▶ [WORK REQUIRED]:
Render each line of the listing below as a JSON list of strings, one string per line, omitting blank lines. Leave the pictures out of your answer.

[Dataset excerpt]

----------

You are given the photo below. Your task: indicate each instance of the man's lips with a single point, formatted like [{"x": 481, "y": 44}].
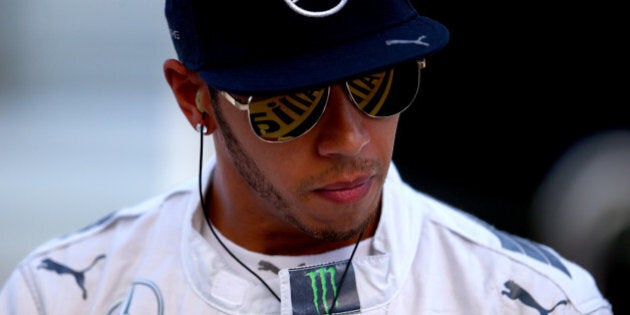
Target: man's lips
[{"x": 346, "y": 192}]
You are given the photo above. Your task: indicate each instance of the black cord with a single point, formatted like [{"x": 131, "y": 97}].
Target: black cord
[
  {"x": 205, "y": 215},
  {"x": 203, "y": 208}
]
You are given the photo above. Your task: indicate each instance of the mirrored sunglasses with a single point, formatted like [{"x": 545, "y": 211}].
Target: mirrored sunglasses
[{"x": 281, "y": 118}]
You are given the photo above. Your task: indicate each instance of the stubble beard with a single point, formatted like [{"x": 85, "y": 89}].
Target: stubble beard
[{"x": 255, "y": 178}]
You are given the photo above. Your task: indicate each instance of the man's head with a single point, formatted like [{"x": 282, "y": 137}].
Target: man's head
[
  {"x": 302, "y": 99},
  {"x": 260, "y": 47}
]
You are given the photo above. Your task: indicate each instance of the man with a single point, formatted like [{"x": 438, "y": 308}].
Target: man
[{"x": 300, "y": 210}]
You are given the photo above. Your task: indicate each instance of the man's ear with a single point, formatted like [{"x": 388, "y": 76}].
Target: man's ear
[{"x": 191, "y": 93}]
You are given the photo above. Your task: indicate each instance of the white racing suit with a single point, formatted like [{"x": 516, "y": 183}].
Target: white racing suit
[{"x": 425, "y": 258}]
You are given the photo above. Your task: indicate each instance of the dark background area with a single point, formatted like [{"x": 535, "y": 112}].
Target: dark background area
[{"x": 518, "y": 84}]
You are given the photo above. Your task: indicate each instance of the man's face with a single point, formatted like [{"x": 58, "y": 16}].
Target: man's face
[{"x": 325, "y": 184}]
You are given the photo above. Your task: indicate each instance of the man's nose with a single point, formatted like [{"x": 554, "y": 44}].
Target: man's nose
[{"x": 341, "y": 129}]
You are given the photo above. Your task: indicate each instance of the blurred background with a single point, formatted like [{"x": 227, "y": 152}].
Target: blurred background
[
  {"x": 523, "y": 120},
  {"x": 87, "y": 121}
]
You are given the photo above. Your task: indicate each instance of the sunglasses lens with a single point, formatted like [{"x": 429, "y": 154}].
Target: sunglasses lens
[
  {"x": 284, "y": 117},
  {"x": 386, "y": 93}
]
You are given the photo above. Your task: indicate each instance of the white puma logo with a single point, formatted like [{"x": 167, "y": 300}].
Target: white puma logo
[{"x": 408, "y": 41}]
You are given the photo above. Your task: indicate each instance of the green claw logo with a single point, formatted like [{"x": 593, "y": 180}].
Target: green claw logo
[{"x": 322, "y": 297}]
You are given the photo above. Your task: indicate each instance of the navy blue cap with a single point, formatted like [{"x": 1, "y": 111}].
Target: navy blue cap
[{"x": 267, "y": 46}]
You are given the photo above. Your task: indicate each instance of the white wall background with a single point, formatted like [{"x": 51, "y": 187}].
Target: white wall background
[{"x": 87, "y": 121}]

----------

▶ [WRITTEN ANSWER]:
[
  "You are given the photo below. Your task: indicate each instance of the man's lips with a single point, formatted like [{\"x\": 481, \"y\": 44}].",
  "Target: man's lips",
  "[{\"x\": 346, \"y\": 192}]",
  "You are given the photo above. Your task: indicate each instance of the black cord with a single point, formatted like [{\"x\": 131, \"y\": 97}].",
  "Target: black cord",
  "[",
  "  {\"x\": 205, \"y\": 215},",
  "  {\"x\": 203, \"y\": 208}",
  "]",
  "You are given the photo above. Your task: indicate each instance of the mirrored sunglasses with a single point, formatted like [{\"x\": 545, \"y\": 211}].",
  "Target: mirrored sunglasses",
  "[{\"x\": 281, \"y\": 118}]",
  "You are given the photo above. Your task: indicate each instance of the stubble beard with a single point, formatted like [{\"x\": 85, \"y\": 89}].",
  "Target: stubble beard",
  "[{\"x\": 255, \"y\": 178}]",
  "You are given the photo above. Your task: indicate each instance of the man's head with a single point, formatted like [{\"x\": 282, \"y\": 137}].",
  "Target: man's head",
  "[",
  "  {\"x\": 302, \"y\": 99},",
  "  {\"x\": 260, \"y\": 47}",
  "]",
  "You are given the photo above. Your task: indicate each instance of the man with a single point, formatted like [{\"x\": 438, \"y\": 308}].",
  "Target: man",
  "[{\"x\": 300, \"y\": 210}]",
  "You are given the photo above. Your task: indicate each instance of the man's ear with a single point, formatted like [{\"x\": 388, \"y\": 76}].",
  "Target: man's ear",
  "[{\"x\": 191, \"y\": 93}]",
  "You are given the photo above. Your task: indicate each instance of the white racing suit with a single point, formatted like [{\"x\": 516, \"y\": 183}].",
  "Target: white racing suit",
  "[{\"x\": 425, \"y\": 258}]",
  "You are given the photo above. Your task: indicate each instance of the dark background area with a single point, formatted like [{\"x\": 535, \"y\": 112}].",
  "Target: dark background area",
  "[{\"x\": 518, \"y\": 84}]",
  "You are given the photo above. Your task: indicate each instance of the man's face with a single point, formatted like [{\"x\": 58, \"y\": 16}].",
  "Target: man's face",
  "[{\"x\": 325, \"y\": 184}]",
  "You are given the photo above. Your task: indicate each instance of the man's nose with a single point, formatted like [{\"x\": 554, \"y\": 44}].",
  "Target: man's nose",
  "[{\"x\": 341, \"y\": 129}]",
  "You are given the photo above. Your task: indicate each instance of the blurred background with a single point, formatted like [{\"x\": 227, \"y\": 152}].",
  "Target: blurred background",
  "[",
  "  {\"x\": 523, \"y\": 120},",
  "  {\"x\": 87, \"y\": 121}",
  "]",
  "You are given the photo above. Your task: indicate each instance of the sunglasses lens with a single point, formatted like [{\"x\": 429, \"y\": 154}].",
  "Target: sunglasses lens",
  "[",
  "  {\"x\": 284, \"y\": 117},",
  "  {\"x\": 386, \"y\": 93}",
  "]",
  "You are given the photo above. Your task: indicate each instance of the white puma logo with a single point, formatted like [{\"x\": 167, \"y\": 300}].",
  "Target: white puma logo",
  "[{\"x\": 408, \"y\": 41}]",
  "You are given the photo above. Your task: indicate each instance of the green claw logo with a single point, formatted like [{\"x\": 593, \"y\": 180}].",
  "Target: green claw logo",
  "[{\"x\": 322, \"y\": 297}]",
  "You are given the photo above. Your task: indicate each instance of the navy blue cap with a single point, formatted like [{\"x\": 1, \"y\": 111}].",
  "Target: navy blue cap",
  "[{\"x\": 267, \"y\": 46}]",
  "You are given the photo above. Your task: indicate each instance of the white wall background with a single point, formatted like [{\"x\": 51, \"y\": 187}].",
  "Target: white wall background",
  "[{\"x\": 87, \"y\": 121}]"
]